-- Problem to solve --
Revise the records from the line containing "Put a marker on every instance of the flagpole, one" through the line containing "[(564, 361)]" by replacing "distant building" with "far-off building" and leaving everything else unchanged. Give only those lines.

[Start Task material]

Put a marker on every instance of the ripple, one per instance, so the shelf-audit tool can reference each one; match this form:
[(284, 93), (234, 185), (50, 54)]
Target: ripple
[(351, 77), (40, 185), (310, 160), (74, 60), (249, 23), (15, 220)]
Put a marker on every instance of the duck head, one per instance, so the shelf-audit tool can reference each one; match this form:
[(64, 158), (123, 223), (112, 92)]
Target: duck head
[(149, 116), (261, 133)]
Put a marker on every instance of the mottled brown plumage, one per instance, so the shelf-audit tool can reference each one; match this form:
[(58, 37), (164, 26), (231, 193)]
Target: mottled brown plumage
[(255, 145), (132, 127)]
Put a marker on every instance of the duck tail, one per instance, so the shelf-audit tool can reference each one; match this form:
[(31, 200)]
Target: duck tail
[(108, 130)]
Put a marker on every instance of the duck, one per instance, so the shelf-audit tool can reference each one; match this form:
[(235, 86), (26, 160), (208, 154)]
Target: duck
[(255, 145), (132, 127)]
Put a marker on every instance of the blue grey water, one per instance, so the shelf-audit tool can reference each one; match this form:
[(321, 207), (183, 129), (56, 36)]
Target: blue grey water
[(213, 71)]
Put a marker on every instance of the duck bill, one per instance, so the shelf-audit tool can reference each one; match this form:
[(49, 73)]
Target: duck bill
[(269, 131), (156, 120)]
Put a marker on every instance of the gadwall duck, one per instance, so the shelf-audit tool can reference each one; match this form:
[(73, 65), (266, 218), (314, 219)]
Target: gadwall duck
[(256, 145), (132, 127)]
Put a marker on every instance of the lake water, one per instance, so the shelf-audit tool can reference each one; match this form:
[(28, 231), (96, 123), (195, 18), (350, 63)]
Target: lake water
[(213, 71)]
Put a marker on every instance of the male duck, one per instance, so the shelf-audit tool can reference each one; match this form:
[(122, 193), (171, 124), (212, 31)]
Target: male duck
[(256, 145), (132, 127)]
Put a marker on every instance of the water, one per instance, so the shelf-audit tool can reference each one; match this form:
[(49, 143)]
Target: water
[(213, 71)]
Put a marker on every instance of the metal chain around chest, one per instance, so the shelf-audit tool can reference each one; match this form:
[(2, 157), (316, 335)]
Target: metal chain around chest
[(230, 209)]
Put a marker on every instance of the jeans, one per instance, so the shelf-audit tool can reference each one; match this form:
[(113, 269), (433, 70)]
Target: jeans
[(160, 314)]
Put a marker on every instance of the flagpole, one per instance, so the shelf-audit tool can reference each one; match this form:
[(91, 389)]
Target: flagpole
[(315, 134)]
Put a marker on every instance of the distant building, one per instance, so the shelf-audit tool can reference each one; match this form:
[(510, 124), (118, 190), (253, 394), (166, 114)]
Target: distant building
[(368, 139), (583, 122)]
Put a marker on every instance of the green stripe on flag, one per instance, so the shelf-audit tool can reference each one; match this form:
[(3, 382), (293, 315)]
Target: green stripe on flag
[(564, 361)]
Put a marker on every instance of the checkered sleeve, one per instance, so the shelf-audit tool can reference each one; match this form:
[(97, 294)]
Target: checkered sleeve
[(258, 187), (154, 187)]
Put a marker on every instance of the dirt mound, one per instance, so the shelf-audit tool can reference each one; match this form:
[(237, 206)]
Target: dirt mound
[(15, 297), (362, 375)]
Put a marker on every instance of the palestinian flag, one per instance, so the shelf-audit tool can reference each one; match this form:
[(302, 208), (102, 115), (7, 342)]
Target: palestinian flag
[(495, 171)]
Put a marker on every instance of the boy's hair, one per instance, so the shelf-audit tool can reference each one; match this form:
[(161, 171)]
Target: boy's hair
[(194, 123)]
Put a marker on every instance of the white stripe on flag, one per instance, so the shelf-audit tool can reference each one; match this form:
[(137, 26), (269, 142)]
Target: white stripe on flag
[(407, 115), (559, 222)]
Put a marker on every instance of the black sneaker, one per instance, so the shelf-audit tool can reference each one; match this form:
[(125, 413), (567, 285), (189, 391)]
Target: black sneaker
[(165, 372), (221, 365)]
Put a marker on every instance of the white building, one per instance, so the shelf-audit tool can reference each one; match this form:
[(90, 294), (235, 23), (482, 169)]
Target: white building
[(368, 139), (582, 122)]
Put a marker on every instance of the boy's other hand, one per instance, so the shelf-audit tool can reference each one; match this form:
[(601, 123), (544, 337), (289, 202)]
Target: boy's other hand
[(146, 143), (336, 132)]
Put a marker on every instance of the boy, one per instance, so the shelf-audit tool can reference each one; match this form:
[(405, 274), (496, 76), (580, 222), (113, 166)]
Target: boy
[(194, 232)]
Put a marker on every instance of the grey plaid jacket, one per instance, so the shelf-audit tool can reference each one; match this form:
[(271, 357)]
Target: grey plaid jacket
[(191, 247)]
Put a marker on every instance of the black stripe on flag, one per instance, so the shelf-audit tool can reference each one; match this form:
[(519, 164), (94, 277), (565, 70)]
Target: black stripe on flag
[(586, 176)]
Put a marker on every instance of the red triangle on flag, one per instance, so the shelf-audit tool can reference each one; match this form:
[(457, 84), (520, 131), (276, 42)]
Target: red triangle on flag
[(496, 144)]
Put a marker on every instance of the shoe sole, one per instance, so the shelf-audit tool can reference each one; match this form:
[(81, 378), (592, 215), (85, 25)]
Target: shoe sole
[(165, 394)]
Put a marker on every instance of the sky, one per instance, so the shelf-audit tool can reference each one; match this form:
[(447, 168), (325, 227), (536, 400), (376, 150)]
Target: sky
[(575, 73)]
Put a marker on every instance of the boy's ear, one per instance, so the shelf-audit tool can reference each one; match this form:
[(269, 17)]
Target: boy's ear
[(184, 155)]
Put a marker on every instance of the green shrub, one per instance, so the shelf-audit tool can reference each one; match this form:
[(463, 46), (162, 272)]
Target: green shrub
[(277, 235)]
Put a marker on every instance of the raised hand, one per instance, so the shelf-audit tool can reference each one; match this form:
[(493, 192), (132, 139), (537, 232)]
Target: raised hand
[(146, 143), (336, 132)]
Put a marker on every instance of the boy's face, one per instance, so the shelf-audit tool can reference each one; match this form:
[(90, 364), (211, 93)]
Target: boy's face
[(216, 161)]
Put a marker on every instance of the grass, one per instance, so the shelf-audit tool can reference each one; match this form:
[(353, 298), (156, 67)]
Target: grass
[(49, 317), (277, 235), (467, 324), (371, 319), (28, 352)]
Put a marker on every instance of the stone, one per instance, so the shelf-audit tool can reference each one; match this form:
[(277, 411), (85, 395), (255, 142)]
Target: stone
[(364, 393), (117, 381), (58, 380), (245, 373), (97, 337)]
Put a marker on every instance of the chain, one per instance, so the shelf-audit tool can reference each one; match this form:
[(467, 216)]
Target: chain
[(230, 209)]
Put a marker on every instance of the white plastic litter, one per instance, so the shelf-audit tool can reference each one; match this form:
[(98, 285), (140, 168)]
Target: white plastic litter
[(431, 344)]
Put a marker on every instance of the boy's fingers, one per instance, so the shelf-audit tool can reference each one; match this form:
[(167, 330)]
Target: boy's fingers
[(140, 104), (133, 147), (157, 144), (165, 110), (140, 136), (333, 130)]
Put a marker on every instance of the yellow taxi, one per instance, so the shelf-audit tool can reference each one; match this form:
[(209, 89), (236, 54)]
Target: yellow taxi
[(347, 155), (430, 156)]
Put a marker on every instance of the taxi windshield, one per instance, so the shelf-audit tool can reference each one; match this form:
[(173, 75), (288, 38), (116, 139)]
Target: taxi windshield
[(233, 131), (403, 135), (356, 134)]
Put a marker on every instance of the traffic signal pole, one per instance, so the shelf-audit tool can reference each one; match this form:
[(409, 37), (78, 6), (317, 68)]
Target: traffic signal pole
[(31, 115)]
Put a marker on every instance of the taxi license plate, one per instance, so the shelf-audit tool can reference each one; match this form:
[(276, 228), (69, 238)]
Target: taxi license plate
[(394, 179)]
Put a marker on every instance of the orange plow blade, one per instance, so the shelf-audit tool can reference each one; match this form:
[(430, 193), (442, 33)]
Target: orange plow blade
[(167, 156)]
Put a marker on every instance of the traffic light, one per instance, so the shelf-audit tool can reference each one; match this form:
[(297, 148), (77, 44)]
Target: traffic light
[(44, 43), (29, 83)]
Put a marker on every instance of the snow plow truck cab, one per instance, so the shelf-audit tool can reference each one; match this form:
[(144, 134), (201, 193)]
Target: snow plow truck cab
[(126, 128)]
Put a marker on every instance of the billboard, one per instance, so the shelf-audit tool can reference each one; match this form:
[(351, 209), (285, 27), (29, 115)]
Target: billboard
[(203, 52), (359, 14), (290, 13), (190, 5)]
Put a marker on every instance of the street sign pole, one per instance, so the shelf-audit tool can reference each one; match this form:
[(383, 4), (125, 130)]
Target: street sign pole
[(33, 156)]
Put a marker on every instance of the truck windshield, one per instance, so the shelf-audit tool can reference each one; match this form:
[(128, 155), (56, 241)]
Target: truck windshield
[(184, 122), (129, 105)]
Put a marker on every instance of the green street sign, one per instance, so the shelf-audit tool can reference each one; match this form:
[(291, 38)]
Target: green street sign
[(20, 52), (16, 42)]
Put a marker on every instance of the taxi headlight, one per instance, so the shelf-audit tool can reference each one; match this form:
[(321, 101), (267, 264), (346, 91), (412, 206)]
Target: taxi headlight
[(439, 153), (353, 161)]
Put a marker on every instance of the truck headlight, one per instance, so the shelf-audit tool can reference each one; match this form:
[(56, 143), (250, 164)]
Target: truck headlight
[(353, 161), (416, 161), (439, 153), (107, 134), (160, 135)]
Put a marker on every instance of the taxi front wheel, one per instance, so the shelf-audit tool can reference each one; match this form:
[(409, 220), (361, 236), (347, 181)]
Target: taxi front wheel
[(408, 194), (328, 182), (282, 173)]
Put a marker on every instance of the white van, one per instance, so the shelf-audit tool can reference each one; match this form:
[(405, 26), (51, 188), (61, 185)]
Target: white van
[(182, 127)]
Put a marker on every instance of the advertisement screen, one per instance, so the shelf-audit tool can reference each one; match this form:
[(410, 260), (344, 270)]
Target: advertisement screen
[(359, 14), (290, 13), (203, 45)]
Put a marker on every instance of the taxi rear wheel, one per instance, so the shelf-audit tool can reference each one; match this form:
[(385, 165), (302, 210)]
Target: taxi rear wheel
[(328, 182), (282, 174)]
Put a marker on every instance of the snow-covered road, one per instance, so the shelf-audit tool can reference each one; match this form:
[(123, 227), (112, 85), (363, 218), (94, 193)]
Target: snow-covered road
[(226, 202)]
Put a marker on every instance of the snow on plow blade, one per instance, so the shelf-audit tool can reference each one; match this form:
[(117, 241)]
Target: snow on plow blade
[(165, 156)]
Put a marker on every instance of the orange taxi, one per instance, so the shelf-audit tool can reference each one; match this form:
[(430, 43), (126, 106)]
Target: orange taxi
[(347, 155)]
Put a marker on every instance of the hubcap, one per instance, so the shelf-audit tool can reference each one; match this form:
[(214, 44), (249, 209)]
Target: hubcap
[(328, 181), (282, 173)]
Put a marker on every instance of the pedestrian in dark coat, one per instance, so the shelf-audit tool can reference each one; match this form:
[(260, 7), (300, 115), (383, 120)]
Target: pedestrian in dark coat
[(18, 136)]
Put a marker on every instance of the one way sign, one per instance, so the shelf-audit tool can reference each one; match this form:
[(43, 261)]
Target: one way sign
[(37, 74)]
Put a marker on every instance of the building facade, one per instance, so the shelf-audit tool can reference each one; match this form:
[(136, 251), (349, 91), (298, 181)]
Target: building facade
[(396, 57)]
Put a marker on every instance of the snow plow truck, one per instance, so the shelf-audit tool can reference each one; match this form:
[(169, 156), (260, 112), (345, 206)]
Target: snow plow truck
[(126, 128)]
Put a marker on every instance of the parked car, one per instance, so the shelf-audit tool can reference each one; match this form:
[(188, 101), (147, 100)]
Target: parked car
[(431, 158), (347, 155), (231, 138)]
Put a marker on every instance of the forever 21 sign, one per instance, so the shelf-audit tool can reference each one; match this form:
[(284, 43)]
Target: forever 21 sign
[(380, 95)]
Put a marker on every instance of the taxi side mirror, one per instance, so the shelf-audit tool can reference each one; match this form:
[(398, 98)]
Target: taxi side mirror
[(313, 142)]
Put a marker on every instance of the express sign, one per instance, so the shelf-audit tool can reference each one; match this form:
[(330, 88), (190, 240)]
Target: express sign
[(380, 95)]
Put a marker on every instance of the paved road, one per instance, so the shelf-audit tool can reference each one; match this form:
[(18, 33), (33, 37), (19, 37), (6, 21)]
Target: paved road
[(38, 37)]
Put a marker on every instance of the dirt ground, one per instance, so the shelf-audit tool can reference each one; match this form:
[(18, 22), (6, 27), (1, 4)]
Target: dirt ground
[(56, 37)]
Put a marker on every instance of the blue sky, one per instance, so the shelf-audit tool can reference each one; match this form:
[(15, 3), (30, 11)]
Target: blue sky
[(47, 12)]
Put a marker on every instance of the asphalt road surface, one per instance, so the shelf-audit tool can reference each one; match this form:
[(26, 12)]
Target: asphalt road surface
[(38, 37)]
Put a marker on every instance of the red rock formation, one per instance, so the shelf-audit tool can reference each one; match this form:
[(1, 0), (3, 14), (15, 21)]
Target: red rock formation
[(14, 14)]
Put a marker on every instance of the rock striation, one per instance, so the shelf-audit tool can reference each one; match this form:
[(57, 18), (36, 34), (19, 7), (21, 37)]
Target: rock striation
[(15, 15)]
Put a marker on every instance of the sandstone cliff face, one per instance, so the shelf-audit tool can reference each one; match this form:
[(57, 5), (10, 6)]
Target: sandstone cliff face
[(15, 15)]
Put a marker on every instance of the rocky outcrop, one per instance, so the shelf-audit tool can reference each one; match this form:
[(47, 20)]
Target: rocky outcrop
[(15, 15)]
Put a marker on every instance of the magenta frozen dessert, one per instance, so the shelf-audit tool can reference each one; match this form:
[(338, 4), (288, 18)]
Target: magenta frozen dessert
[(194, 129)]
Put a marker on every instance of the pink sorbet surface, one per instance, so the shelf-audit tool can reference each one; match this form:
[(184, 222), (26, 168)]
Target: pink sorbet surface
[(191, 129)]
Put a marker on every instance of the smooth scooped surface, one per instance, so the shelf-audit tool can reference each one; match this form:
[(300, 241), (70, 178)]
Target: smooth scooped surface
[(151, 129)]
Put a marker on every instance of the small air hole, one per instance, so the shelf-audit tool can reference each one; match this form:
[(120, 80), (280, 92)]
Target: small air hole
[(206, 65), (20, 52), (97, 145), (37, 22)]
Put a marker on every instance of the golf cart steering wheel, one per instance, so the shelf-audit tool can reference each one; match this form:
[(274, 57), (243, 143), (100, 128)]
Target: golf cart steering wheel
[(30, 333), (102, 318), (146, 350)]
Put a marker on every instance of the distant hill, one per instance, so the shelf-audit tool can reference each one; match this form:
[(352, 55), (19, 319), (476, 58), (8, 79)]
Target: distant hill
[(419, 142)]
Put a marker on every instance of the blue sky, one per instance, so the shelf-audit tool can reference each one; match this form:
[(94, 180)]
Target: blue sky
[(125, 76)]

[End Task material]

-- Written reply --
Put a marker on every instance of the flagpole, one per instance, so the shelf-audit tool can reference each one; match this form:
[(91, 389)]
Target: flagpole
[(315, 134)]
Put a marker on every instance of the far-off building, one per instance, so the shelf-audit tool can reference each one; match this form:
[(510, 124), (118, 190), (253, 394), (166, 114)]
Target: far-off building
[(368, 139), (583, 122)]
Put a marker on every instance of the green stripe on flag, one per instance, so the shelf-audit tool can reference each one; match this form:
[(3, 382), (293, 315)]
Target: green stripe on flag
[(564, 361)]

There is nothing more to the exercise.